_What is asked_
a) Can you give the stretch from "I think for" through "it belongs elsewhere." of the thread on proprietary tool dependencies again, swapping "buildbots" for "CI bots"?
b) How would the discussion of conditional dependencies on proprietary tools go on past its final post? Write the next part.

_Selected extract_
>> begin

Opinions on conditional dependencies on proprietary tools

FWIW, our testing for GPUs is problematic for many reasons. We should have buildbots that execute on GPUs. They will have to rely on vendor tools. I don’t see that changing any time soon. Even if we would implement ptxas, we still need vendor tools (and drivers) for the next step, so it is unclear to me if we really want to wait for a fully open toolchain until we stop testing GPU code (generation) outside the project only.

Agreed, and we do have the bots (e.g clang-cuda-t4) for running CUDA tests on three major GPU architectures. However, it’s only a subset of external dependencies.

For syntax checking we don’t need a GPU, just some tools from the SDK.

I agree with @thakis that development of an open-source replacement tools should be prioritized over using proprietary tools, but I don’t think we should disallow proprietary tools either. Developing a compiler (ptxas is an optimizing assembler for multiple GPU architectures) for a GPU without available documentation is not feasible, IMO, especially considering that we’d have to repeat it for every new GPU generation which tends to come every couple of years.

I think for regression tests specifically, we want to ensure that the experience developers see locally is the same as what the buildbots are testing, to the largest extent possible. Having the semantics of the test change based on what tools are installed locally is confusing. (The issue isn’t really that the tool is proprietary; the issue is that it’s not in the LLVM tree, and it’s not in the list of tools we expect to be installed in the “Getting Started” guide.)

That isn’t to say we shouldn’t have buildbots that run GPU tests, but I think it belongs elsewhere.

I agree about not having magically changing behavior and did argue against such behavior in the early revision of the patch.

This is not an issue here, AFAICT. Behavior changes depending on what the user specified explicitly during the build configuration. It’s not any different from enabling/disabling certain back-ends and having some tests running or not depending on that.

For the users who do not configure their build with ptxas enabled (and installed), there are no visible changes to the build and test. Users who do configure their builds to enable ptxas use in tests, do get extra testing done. This will eventually be used on CUDA buildbot where I will have CUDA SDK installed and will rerun LLVM tests with the additional coverage provided by these tests. However, having these tests conditionally available in the LLVM itself has the benefit that we will be able to catch errors before landing the changes.

>> end

_Data_
>> begin

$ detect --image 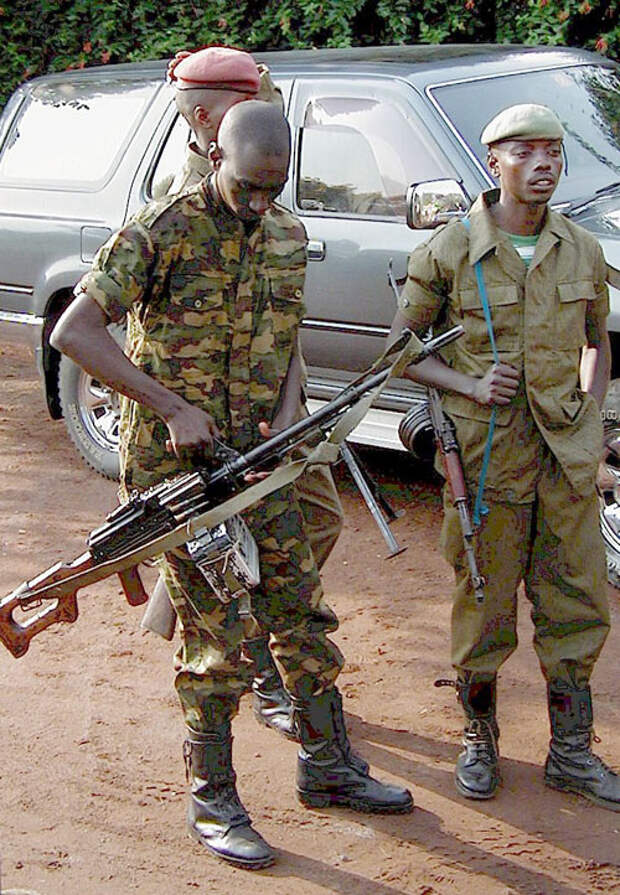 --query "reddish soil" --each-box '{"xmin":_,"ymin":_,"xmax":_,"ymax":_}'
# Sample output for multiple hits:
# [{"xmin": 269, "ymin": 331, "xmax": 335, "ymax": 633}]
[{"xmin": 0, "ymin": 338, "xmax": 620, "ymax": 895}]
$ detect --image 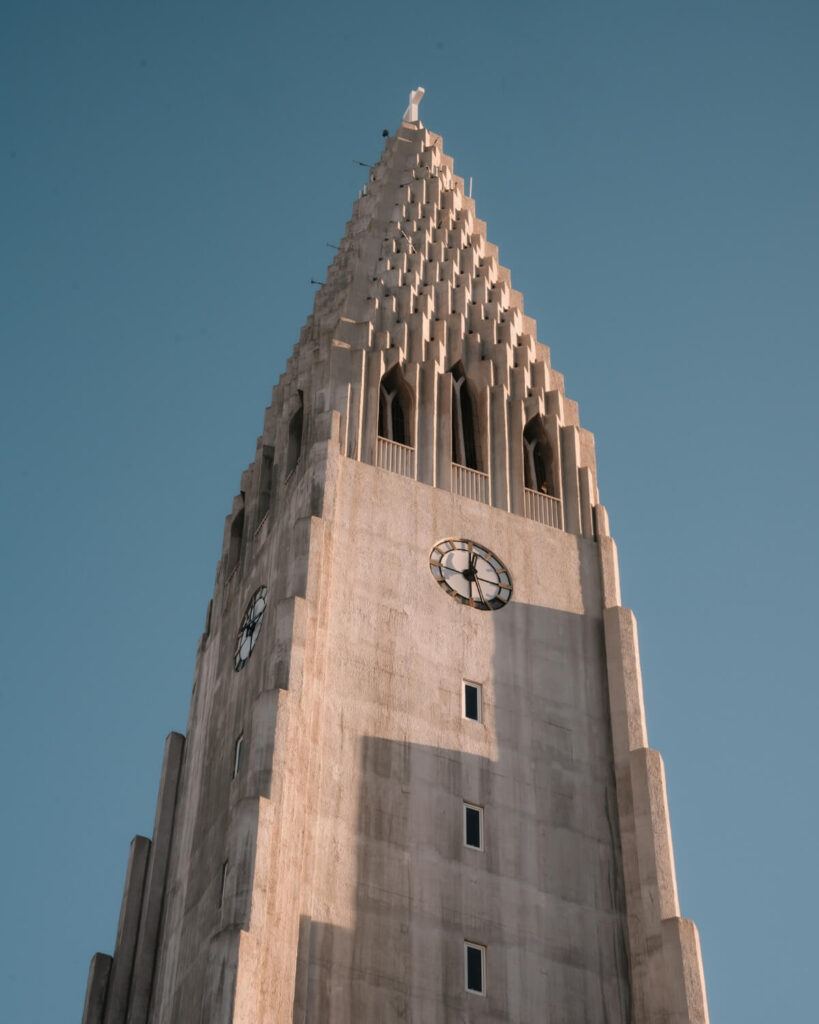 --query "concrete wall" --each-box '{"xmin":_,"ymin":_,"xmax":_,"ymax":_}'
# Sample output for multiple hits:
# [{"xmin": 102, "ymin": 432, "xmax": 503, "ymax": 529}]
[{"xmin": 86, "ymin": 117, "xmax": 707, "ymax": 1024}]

>> end

_Answers to the exercise_
a)
I think for regression tests specifically, we want to ensure that the experience developers see locally is the same as what the CI bots are testing, to the largest extent possible. Having the semantics of the test change based on what tools are installed locally is confusing. (The issue isn’t really that the tool is proprietary; the issue is that it’s not in the LLVM tree, and it’s not in the list of tools we expect to be installed in the “Getting Started” guide.)

That isn’t to say we shouldn’t have CI bots that run GPU tests, but I think it belongs elsewhere.

b)
Hmmmm disagree. The whole point of buildbots is to test things you don’t have locally. IMO, ptxas is just one more of these, just like most people don’t have Windows (with its entire set of proprietary tools).

Took another look. So this extra testing only runs if the user explicitly specifies -DPTXAS_EXECUTABLE to CMake, or sets the environment variable LLVM_PTXAS_EXECUTABLE? And there isn’t any automatic detection?

So the point of this would be to detect changes to the output that accidentally break ptxas. Given that the point of the NVPTX backend is specifically to interface with ptxas, I guess that makes sense. Not sure how much benefit you get out of this vs. just running some generic test-suite on the buildbot, though.

Maybe leave a short note in each test so it’s obvious to developers why their test is failing on the buildbot where it doesn’t fail locally. (And the ptxas run should not be treated as a substitute for writing reasonable FileCheck checks.)

The point of the regression tests, specifically, is to ensure that that compiler generates a known output for particular set of inputs. We try hard to make that mapping independent of the host for almost all tests.

What I really don’t want to see is a situation where some aspect of LLVM IR changes, and we have a bunch of regression tests that are impossible to update because they only run on specific hosts.

The way the current ptxas-enabled tests work, the assembler text goes through the usual FileCheck verification, and then if ptxas is enabled, it also runs. I agree ptxas should never be the only verification, and my understanding is that the folks working in that area also agree.

1 Like

I am less concerned about depending on a proprietary tool for some bots (as someone mentioned we have CUDA bots that require the proprietary CUDA drivers installed) but rather what we do when we hit issues with such tool.

For example what if a perfectly valid change to instCombine triggers a crash in ptxas in the test suite reported by a bot? Who is responsible for investigating and root causing this: the test suite owner / GPU developers or the author of the instCombine change?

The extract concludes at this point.